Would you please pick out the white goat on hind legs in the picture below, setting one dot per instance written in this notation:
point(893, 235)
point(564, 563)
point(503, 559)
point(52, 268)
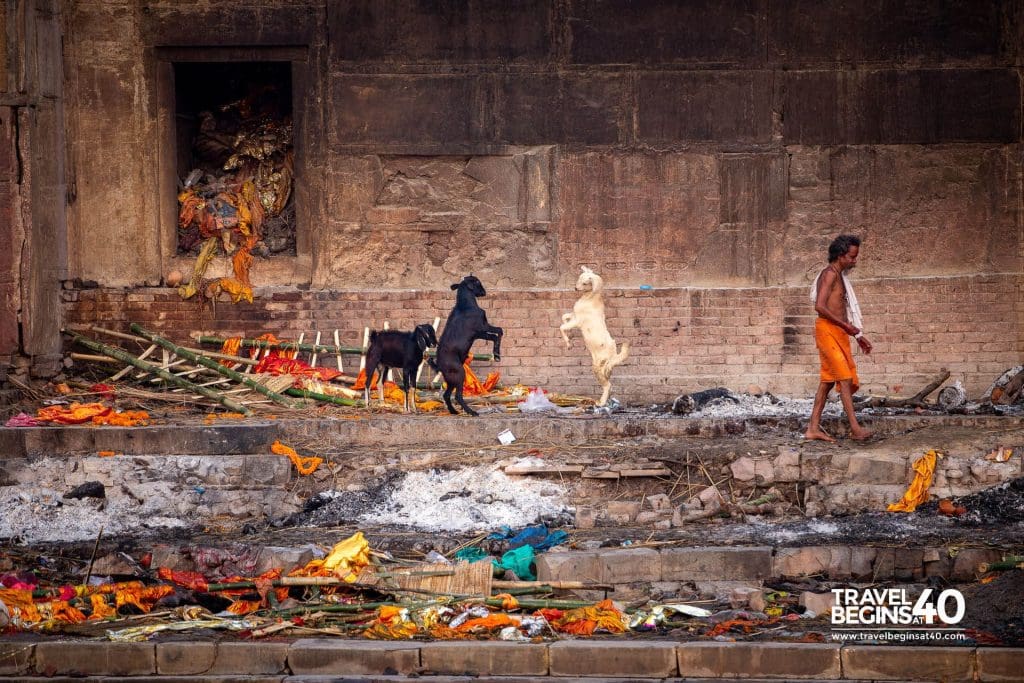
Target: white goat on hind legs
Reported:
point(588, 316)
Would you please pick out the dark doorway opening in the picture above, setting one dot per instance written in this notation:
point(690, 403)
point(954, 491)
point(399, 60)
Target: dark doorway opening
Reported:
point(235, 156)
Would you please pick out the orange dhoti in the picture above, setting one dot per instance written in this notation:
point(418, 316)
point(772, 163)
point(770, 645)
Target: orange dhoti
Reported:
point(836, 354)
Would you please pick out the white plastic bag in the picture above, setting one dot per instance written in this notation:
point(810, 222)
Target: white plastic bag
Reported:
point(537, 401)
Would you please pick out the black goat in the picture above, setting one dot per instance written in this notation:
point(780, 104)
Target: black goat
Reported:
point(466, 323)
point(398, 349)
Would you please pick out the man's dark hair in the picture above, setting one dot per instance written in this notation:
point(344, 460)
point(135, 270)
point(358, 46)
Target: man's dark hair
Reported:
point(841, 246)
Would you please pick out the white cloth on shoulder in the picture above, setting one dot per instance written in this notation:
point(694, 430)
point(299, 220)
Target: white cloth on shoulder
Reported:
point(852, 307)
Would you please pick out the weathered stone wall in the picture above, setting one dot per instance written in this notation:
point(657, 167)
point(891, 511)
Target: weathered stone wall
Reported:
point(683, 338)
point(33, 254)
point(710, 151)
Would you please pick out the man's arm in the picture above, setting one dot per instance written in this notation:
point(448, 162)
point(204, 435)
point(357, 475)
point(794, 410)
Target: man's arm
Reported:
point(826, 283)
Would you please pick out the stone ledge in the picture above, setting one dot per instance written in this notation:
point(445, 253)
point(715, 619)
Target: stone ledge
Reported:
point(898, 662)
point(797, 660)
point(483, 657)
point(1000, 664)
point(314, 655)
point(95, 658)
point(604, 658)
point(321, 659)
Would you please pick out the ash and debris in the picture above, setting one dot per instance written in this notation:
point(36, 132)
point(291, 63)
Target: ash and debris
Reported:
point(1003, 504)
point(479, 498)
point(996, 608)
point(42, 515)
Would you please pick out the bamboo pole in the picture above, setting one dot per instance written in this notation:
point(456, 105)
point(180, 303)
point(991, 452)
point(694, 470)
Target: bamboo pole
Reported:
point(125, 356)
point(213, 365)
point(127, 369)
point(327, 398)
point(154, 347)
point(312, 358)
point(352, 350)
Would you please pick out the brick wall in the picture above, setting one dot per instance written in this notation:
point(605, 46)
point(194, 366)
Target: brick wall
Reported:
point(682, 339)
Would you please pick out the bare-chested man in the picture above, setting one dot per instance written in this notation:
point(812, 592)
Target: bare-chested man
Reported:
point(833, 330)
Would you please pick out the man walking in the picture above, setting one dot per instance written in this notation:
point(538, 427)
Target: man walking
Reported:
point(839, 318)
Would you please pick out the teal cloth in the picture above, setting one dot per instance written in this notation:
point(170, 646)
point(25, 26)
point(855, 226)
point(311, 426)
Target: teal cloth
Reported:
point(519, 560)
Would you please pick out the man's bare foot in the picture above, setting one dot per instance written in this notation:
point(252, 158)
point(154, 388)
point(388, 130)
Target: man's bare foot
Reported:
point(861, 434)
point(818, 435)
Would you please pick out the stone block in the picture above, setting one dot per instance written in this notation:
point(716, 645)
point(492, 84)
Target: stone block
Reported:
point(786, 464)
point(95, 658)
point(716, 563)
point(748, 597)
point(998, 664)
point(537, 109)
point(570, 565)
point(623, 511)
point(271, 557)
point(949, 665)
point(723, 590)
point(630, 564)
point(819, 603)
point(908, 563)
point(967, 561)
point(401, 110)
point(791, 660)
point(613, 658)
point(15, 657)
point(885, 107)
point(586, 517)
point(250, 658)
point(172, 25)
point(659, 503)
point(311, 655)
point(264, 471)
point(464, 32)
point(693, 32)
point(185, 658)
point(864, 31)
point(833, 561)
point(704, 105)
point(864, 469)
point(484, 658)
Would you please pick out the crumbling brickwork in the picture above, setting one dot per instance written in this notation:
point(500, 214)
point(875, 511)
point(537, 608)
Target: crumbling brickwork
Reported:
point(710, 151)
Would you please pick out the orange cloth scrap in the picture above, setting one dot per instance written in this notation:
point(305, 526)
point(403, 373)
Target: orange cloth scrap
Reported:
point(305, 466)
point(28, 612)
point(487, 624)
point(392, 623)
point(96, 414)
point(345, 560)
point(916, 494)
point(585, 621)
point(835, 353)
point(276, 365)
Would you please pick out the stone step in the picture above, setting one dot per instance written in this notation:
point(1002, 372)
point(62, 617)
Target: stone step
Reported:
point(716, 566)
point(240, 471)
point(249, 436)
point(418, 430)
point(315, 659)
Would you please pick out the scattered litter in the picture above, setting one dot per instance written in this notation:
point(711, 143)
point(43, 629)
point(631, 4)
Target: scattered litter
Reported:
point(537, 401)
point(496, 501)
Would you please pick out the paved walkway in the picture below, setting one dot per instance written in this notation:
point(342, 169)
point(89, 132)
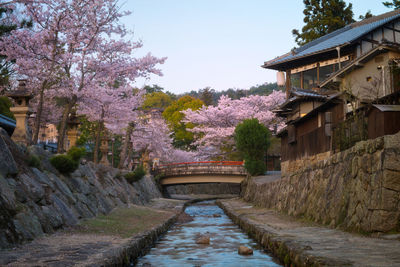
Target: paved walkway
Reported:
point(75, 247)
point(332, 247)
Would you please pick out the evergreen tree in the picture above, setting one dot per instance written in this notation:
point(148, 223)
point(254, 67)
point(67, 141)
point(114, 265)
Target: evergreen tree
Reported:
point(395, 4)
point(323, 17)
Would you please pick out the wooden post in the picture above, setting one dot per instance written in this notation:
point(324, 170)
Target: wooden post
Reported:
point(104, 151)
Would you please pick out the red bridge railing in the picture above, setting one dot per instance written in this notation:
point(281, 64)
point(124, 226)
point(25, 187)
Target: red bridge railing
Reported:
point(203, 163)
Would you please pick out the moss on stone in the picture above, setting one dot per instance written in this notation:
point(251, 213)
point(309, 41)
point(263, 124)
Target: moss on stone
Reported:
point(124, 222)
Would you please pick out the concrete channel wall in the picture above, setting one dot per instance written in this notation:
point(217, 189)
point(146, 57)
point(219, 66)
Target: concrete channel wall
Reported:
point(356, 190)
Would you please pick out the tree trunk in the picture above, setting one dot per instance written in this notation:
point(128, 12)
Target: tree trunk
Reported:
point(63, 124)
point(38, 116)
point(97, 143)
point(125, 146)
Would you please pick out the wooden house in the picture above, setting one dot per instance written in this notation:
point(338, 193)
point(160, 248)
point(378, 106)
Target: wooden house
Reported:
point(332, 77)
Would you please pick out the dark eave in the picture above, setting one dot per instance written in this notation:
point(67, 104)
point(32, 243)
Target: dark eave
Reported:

+ + + + +

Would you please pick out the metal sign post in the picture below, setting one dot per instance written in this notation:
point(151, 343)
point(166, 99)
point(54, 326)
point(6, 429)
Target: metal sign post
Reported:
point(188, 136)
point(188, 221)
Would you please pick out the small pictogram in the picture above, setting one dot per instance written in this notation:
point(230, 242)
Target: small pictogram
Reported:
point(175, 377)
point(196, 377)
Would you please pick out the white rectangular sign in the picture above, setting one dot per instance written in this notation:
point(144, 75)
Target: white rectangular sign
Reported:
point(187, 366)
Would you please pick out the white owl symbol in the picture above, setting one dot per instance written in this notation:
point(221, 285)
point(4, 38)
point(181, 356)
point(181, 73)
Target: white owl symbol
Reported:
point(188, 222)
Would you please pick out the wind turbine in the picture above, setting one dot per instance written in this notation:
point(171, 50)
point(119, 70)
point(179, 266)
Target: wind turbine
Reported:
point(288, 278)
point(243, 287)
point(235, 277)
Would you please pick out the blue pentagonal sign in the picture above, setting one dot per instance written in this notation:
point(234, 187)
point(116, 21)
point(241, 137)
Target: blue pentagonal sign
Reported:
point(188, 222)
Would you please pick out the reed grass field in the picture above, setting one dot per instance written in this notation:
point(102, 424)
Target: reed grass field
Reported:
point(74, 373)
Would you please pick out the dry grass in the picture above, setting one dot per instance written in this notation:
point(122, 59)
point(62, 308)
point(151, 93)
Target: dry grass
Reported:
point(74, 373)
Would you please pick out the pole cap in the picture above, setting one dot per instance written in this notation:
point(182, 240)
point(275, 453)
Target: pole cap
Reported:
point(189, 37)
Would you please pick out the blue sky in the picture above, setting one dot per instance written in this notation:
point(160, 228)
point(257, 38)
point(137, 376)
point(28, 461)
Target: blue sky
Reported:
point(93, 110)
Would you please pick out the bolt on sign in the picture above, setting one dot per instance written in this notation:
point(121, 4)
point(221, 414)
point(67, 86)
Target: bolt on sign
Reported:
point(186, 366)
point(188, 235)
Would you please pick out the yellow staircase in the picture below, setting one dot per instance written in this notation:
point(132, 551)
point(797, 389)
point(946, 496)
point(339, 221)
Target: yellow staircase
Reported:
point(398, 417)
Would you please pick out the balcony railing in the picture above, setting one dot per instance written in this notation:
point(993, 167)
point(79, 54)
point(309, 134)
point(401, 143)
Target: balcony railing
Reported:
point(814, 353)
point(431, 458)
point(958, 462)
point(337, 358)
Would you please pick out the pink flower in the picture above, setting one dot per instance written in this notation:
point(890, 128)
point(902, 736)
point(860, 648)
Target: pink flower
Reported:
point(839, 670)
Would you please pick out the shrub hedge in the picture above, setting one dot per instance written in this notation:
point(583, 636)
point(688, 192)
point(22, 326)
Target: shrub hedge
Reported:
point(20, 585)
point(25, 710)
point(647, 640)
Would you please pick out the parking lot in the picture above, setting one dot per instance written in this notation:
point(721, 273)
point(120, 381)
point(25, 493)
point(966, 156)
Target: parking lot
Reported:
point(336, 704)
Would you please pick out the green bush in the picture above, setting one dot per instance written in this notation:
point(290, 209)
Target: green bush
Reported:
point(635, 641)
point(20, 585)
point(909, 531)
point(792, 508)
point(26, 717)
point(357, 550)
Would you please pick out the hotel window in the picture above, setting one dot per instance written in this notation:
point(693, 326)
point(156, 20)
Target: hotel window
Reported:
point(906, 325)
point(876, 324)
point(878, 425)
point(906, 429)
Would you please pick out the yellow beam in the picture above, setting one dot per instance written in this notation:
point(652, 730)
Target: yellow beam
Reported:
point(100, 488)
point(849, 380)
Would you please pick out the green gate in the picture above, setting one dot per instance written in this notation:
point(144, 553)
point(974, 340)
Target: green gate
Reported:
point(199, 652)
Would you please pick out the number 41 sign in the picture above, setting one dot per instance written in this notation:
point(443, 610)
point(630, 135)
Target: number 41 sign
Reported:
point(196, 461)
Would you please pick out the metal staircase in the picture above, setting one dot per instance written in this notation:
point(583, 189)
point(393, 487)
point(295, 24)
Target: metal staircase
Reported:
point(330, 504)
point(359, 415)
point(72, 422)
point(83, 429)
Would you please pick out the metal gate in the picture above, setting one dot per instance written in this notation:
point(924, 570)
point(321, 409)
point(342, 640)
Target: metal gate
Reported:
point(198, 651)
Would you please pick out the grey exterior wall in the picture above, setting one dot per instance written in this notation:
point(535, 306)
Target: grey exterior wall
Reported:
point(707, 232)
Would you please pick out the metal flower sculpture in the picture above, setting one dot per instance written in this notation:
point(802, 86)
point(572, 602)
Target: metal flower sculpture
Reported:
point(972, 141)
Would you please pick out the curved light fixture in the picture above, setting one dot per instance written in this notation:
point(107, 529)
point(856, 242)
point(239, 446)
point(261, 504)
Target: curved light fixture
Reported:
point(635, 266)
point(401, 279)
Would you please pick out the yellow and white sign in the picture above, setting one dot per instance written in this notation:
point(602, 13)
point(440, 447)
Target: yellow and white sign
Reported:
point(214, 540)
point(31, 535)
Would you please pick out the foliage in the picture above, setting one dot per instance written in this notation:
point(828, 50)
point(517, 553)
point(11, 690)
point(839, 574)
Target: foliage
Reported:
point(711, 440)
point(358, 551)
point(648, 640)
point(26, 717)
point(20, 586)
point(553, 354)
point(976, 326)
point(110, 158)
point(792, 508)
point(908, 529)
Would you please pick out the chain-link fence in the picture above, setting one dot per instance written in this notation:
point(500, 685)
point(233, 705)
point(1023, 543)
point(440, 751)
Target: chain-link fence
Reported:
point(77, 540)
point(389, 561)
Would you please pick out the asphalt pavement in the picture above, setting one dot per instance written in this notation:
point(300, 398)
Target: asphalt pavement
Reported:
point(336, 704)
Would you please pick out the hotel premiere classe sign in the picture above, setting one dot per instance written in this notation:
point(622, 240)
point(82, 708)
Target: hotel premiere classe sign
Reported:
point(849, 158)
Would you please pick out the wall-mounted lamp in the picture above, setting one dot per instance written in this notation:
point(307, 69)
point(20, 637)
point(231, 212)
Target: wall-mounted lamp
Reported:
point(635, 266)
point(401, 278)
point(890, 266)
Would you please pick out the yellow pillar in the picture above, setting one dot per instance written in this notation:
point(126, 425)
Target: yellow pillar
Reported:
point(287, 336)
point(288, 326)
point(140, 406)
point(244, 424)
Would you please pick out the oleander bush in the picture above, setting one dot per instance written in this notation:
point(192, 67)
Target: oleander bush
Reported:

+ + + + +

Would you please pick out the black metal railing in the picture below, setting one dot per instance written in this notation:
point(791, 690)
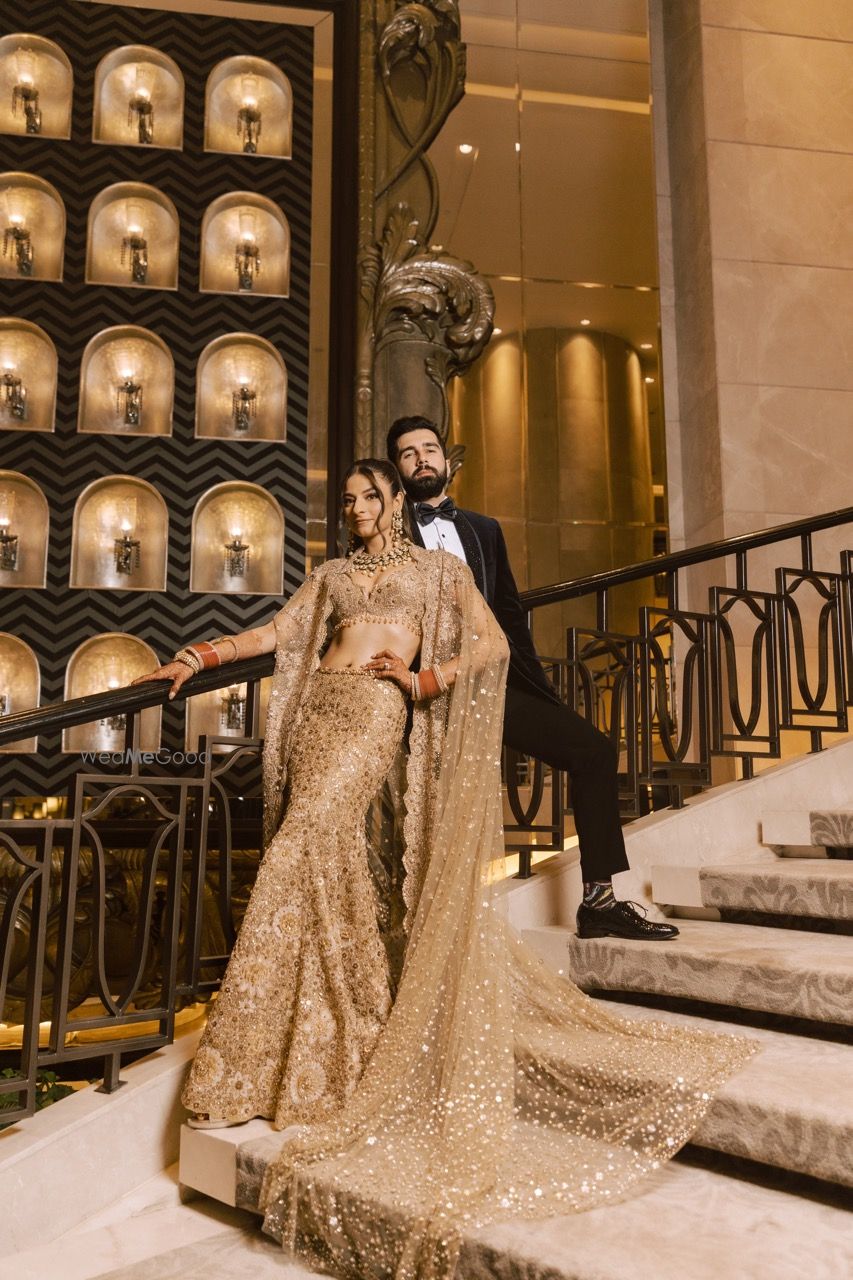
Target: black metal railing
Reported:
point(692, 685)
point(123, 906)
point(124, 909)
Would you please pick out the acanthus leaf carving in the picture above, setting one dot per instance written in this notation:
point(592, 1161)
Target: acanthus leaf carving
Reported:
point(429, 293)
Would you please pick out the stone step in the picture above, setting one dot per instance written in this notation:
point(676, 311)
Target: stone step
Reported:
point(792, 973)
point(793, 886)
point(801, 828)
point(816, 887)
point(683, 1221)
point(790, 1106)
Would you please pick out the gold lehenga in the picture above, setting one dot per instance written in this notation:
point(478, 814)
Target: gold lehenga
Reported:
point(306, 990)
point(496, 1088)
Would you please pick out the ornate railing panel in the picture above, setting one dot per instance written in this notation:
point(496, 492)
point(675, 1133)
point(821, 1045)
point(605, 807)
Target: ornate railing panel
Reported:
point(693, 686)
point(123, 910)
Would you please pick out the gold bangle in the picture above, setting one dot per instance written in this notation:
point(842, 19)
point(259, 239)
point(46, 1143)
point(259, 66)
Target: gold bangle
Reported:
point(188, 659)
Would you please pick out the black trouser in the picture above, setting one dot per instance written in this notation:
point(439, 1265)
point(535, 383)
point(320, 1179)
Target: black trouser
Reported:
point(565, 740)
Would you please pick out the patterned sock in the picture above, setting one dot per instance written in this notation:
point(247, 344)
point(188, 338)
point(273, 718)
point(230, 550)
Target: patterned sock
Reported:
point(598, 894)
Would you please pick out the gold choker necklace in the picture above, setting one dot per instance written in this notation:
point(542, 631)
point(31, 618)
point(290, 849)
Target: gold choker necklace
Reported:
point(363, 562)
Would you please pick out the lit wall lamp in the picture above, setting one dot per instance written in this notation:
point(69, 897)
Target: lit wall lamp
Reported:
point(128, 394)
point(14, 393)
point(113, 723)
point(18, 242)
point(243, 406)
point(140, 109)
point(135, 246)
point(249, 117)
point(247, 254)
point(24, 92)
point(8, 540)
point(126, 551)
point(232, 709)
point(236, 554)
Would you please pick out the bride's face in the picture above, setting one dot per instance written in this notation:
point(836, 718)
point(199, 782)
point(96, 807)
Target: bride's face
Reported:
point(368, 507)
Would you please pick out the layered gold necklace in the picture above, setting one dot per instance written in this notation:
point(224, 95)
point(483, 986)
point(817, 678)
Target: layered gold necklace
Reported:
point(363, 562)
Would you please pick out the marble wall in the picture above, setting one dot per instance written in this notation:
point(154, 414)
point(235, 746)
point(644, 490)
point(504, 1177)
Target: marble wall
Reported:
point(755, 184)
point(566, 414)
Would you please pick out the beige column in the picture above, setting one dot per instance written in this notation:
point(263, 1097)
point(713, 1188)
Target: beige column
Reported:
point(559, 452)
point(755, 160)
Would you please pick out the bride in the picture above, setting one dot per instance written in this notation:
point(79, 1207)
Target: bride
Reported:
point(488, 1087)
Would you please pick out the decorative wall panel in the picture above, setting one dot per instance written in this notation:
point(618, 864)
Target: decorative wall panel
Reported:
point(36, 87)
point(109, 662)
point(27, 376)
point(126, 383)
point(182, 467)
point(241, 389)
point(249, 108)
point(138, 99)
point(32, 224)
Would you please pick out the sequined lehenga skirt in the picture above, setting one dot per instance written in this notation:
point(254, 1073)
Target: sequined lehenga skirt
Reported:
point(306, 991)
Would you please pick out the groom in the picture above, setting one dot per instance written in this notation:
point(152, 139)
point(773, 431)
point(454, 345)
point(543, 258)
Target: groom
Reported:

+ + + + +

Exercise requirements
Would you output only the span of the records above that opens with the line containing "Would you please pick out the white goat" and closes with the line containing "Would you please pick out the dark doorway", ends included and pictures dropped?

Answer below
Would you please pick out the white goat on hind legs in the picture below, setting one dot per instance written in this notation:
point(893, 235)
point(564, 563)
point(503, 559)
point(52, 268)
Target: white goat on hind legs
Reported:
point(588, 316)
Would you please pick out the dark doorway opening in the picture above, setting one dot per instance written in this notation:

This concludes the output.